### RECORDS

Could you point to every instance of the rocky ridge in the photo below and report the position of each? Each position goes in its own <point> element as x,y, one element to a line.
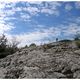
<point>47,61</point>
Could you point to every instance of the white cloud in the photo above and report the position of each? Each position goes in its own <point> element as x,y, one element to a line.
<point>68,7</point>
<point>77,5</point>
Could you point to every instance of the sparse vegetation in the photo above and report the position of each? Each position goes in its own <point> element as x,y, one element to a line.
<point>32,45</point>
<point>77,39</point>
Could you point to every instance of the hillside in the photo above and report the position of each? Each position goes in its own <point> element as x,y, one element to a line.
<point>54,60</point>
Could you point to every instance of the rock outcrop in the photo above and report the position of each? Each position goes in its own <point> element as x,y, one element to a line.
<point>49,61</point>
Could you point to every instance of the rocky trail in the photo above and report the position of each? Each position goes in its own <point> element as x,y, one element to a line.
<point>49,61</point>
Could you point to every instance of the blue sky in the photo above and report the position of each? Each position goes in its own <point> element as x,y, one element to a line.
<point>39,22</point>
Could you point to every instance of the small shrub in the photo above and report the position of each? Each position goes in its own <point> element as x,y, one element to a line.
<point>32,45</point>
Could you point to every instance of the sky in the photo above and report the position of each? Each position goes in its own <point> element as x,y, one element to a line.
<point>39,21</point>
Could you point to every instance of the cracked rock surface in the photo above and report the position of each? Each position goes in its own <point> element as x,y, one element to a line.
<point>42,62</point>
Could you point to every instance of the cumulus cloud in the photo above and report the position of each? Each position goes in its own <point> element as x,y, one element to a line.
<point>68,7</point>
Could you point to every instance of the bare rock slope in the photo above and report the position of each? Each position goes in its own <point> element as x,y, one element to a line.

### WHAT YOU WILL DO
Restate each of the entries above word for word and skip every image.

### YOUR RESPONSE
Could you point to every instance of the rocky ridge in the photo below and report the position of each? Each position goes in its own <point> element as x,y, one element to a line.
<point>47,61</point>
Could you point to every instance of the white cloud in the photo above and report the position of each? Each position goes in its own <point> element as x,y, one element to a line.
<point>68,7</point>
<point>77,5</point>
Could you point to every instance of the sparse vegetation in the photo above and report the position of each? Each position goes in its own <point> element as x,y, one element to a line.
<point>32,45</point>
<point>77,39</point>
Could you point to every instance of the hillside in the photo above and report the position of each? Each position goes in its own <point> element as x,y, one element to a line.
<point>54,60</point>
Could you point to every instance of the rock outcrop in the photo above and report the position of each? Each position goes in its own <point> element as x,y, one element to a line.
<point>49,61</point>
Could you point to every instance of the rocky trail in the photo above and report the position of each? Each position goes in its own <point> element as x,y, one element to a line.
<point>49,61</point>
Could you point to every instance of the blue sky in the photo above and report the position of each? Each position goes in its own <point> element as x,y, one element to a line.
<point>39,22</point>
Could you point to every instance of the small shrub in the photo above and report the position of each? Each position goes in its own <point> element as x,y, one element to a line.
<point>32,45</point>
Could you point to every instance of the sky in the photo above and report the position of each? Each position goes in its own <point> element as x,y, one element to a line.
<point>39,21</point>
Could you point to every instance of the cracked rock surface in the photo above and report the position of each? Each position goes in its own <point> element as x,y, one element to a line.
<point>42,62</point>
Could you point to every instance of the cumulus cloud in the photo above and report the position of each? Each position goes in its own <point> element as x,y, one element to a line.
<point>68,7</point>
Could you point to every instance of the bare rock slope in the photo above and report the position of each? Each position goes in its own <point> element as x,y, one element to a line.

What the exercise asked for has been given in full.